### Work task
Instruction for the data below: set down exactly the lines from the line with "# test: pointer returns one pin per instance of the jeans" to the line with "# test: pointer returns one pin per instance of the white", inclusive, and no others.

### Entries supplied
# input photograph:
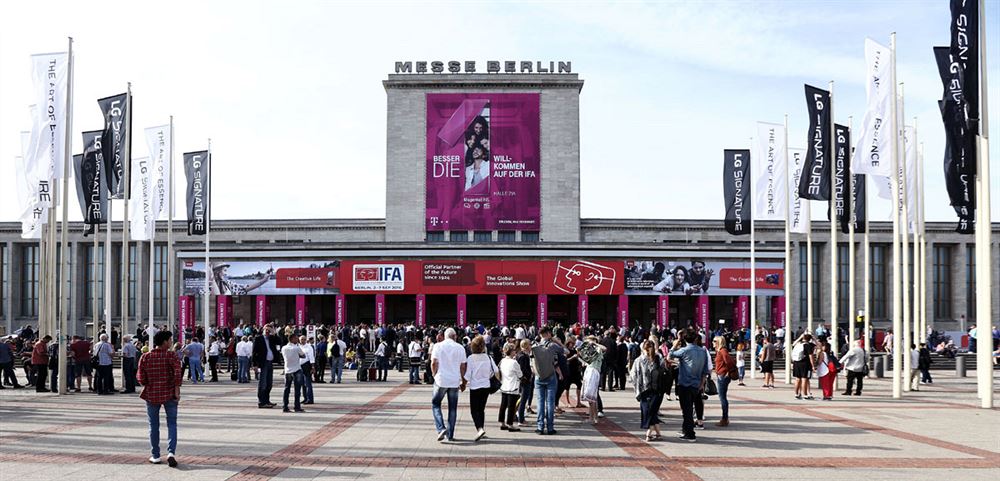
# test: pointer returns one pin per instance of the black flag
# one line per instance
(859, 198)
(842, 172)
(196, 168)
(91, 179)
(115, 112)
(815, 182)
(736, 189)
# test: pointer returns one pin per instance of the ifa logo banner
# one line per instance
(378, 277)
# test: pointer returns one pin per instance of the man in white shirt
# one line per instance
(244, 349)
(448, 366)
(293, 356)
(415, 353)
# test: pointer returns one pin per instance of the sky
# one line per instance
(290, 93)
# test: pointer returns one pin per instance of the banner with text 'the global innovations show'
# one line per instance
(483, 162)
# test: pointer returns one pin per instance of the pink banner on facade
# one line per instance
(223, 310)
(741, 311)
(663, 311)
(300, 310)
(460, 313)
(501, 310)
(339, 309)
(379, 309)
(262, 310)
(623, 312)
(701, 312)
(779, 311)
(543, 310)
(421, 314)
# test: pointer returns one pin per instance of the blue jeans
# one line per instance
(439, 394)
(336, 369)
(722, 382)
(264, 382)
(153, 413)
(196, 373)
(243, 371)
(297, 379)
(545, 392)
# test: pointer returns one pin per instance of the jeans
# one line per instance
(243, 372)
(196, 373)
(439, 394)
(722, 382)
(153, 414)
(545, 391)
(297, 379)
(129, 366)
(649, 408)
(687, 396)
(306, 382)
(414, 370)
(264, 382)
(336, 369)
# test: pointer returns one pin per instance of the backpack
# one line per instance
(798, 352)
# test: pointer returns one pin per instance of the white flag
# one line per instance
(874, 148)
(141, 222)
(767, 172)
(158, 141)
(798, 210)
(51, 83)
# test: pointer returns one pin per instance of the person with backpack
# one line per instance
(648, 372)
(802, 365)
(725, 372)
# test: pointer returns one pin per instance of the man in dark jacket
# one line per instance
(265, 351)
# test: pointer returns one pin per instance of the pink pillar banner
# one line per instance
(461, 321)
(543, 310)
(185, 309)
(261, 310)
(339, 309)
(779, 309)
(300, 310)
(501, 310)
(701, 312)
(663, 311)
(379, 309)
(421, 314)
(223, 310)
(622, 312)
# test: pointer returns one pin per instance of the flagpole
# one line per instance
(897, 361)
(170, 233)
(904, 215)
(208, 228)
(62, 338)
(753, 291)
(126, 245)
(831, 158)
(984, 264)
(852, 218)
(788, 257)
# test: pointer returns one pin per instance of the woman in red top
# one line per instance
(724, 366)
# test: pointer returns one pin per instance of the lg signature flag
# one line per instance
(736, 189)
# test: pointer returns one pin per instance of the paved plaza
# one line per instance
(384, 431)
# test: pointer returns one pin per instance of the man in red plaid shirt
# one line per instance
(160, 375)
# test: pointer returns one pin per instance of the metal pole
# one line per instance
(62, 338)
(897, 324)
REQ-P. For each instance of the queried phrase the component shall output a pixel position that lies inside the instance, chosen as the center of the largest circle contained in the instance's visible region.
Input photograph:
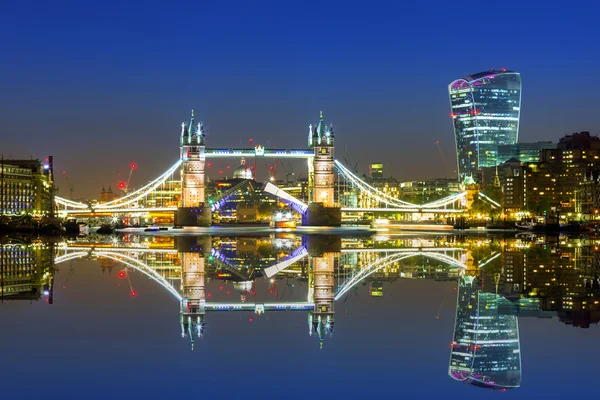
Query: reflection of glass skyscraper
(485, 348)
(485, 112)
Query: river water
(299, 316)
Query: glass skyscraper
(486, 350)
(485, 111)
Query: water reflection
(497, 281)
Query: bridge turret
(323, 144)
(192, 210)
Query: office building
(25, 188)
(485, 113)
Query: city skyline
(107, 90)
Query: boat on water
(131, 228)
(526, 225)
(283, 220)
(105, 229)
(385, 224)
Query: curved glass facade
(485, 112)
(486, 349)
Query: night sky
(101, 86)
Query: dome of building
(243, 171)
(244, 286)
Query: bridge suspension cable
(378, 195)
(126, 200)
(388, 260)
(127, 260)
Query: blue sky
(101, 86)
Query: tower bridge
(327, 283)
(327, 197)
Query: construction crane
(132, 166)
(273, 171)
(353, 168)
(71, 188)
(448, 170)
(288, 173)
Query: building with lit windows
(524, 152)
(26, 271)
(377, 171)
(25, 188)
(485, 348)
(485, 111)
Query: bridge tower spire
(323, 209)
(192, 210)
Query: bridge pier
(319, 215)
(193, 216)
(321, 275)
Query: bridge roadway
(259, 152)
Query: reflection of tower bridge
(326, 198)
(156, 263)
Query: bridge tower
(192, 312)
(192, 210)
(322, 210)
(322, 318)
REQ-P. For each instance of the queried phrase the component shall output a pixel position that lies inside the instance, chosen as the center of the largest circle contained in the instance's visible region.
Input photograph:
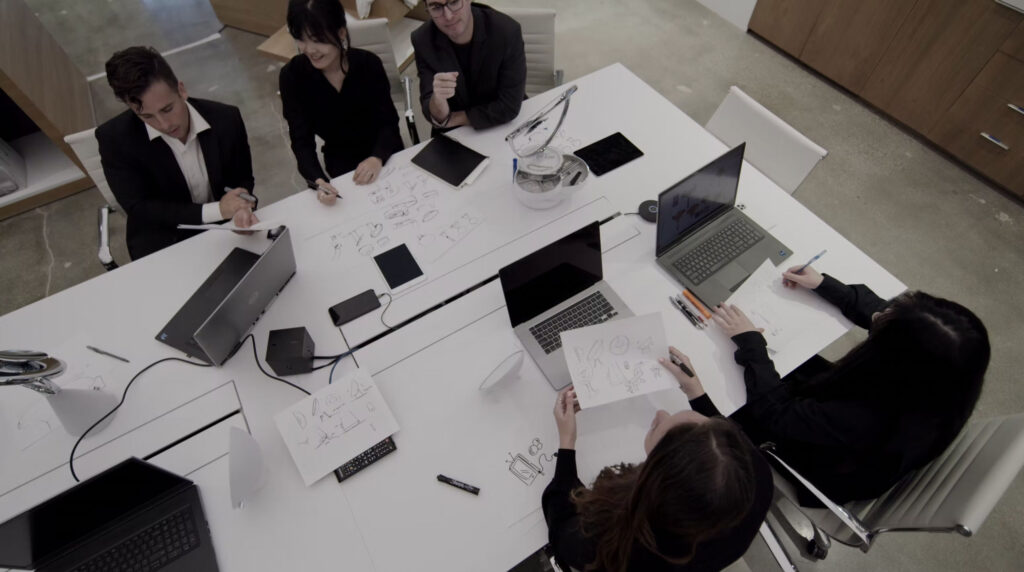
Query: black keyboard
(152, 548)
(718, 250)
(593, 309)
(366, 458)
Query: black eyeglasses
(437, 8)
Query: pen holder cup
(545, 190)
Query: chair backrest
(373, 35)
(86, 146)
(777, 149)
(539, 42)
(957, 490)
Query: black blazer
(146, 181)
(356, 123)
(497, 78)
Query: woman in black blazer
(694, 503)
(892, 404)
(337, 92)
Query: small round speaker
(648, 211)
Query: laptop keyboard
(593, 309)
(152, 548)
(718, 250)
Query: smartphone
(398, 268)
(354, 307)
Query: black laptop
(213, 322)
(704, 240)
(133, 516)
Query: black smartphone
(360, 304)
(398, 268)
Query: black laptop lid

---

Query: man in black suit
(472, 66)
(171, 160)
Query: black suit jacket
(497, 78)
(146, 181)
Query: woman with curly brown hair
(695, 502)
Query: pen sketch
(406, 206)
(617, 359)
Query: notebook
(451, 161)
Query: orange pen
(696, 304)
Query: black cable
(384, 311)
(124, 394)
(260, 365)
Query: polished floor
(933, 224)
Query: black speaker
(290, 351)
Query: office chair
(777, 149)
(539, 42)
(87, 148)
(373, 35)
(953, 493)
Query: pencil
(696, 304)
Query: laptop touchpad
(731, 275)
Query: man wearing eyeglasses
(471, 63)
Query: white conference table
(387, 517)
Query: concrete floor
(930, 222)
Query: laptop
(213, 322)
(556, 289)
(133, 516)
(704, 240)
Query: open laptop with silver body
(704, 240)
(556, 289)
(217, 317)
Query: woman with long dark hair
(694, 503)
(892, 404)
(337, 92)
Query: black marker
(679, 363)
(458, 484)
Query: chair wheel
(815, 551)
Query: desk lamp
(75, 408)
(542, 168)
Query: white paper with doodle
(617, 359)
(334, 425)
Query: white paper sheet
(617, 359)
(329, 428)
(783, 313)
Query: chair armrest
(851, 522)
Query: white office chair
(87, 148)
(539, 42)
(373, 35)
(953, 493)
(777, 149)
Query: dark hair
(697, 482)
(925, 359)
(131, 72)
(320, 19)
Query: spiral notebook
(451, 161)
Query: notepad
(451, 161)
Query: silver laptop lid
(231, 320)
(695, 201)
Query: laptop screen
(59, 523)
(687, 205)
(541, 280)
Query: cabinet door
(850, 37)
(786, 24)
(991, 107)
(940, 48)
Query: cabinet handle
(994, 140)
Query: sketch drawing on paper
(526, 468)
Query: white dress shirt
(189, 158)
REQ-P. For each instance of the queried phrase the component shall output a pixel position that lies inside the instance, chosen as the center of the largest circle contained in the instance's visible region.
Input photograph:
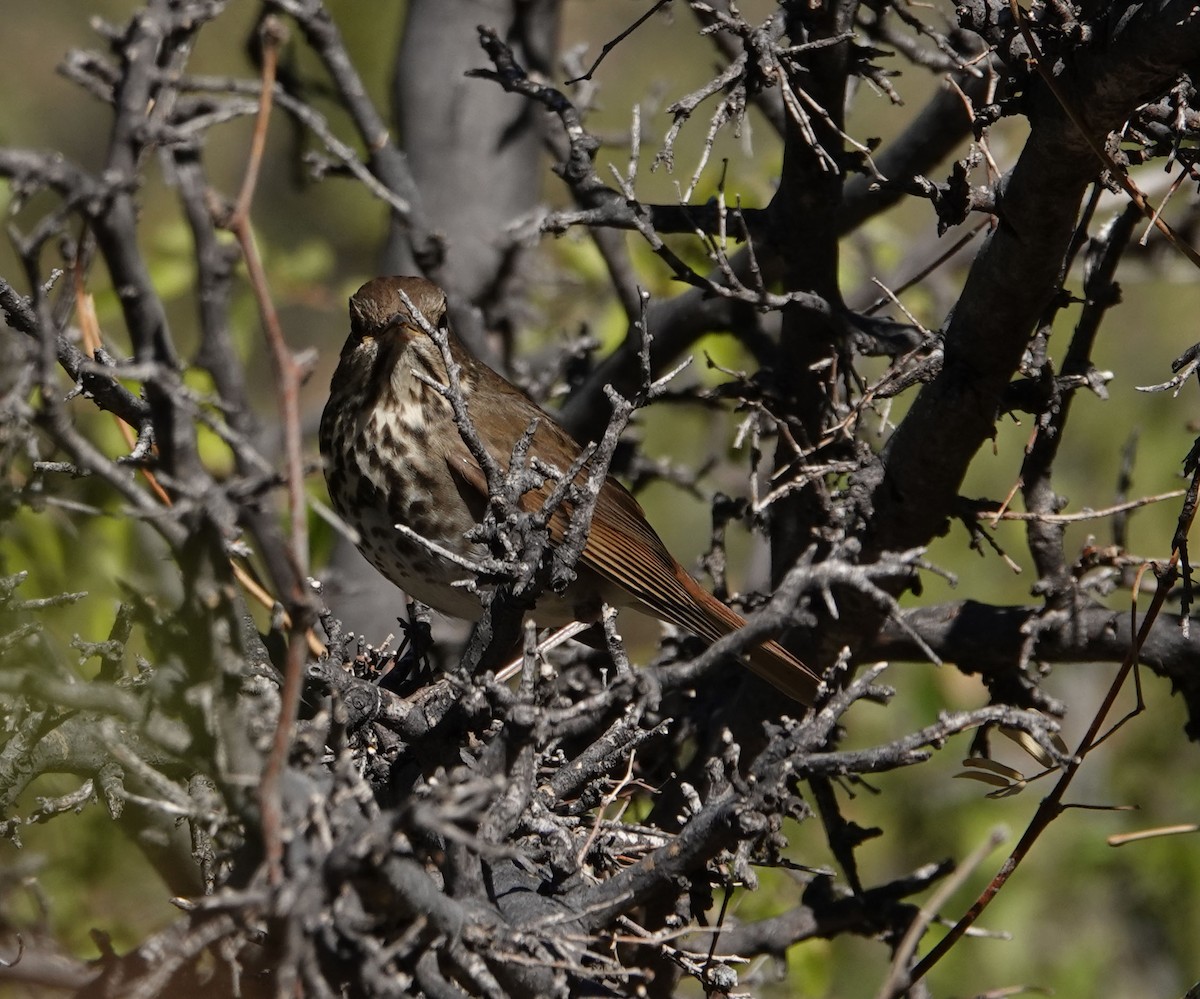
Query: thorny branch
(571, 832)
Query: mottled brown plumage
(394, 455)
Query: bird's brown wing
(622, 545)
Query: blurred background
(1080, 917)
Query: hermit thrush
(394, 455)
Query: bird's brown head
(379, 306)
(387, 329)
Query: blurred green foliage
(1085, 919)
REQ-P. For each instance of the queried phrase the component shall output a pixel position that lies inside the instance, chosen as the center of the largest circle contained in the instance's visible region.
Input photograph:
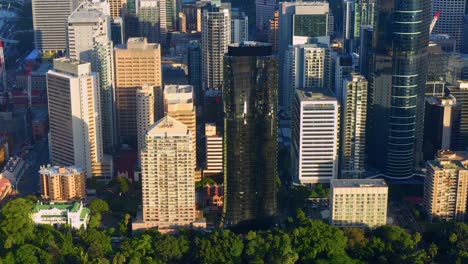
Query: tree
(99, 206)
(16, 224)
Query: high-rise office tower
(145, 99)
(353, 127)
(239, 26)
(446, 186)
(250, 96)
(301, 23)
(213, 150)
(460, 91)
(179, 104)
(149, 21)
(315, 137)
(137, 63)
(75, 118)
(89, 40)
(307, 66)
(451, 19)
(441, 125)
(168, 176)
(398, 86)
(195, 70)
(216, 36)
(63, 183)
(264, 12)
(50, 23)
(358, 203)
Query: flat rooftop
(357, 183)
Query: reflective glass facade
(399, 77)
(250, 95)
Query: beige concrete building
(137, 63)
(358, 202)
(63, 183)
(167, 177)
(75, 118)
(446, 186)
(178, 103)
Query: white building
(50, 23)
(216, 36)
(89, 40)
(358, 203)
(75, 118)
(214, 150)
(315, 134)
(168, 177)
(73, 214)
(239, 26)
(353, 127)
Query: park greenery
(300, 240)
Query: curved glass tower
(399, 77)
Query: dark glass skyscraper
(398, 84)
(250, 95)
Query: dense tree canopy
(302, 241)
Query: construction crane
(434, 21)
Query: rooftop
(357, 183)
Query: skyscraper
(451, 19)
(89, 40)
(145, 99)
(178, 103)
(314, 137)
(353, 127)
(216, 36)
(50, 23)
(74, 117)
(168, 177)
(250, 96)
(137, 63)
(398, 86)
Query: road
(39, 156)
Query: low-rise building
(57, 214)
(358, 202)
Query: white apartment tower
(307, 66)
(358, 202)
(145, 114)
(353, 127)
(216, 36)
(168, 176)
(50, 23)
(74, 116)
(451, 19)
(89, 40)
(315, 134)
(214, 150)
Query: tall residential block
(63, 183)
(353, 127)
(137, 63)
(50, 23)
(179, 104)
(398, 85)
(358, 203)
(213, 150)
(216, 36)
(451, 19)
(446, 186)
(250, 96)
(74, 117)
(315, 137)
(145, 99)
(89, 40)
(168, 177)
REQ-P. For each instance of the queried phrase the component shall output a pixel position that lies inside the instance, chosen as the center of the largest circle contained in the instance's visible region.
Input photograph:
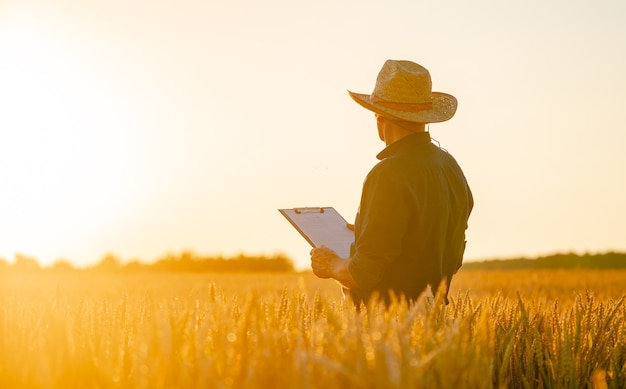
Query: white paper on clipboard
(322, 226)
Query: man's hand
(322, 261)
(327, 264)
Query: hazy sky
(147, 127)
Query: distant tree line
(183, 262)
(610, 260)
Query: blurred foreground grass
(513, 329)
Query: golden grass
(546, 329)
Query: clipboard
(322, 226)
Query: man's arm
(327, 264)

### Reply to the exercise
# test: pointer returns one pin per instance of the jeans
# one line per instance
(243, 372)
(196, 373)
(439, 394)
(722, 382)
(153, 414)
(545, 391)
(297, 379)
(129, 366)
(649, 408)
(687, 396)
(306, 382)
(414, 370)
(264, 382)
(336, 369)
# test: pointer returns one pin per instance of the backpack
# one line per instance
(798, 352)
# test: pointer returns one pin per instance of the white flag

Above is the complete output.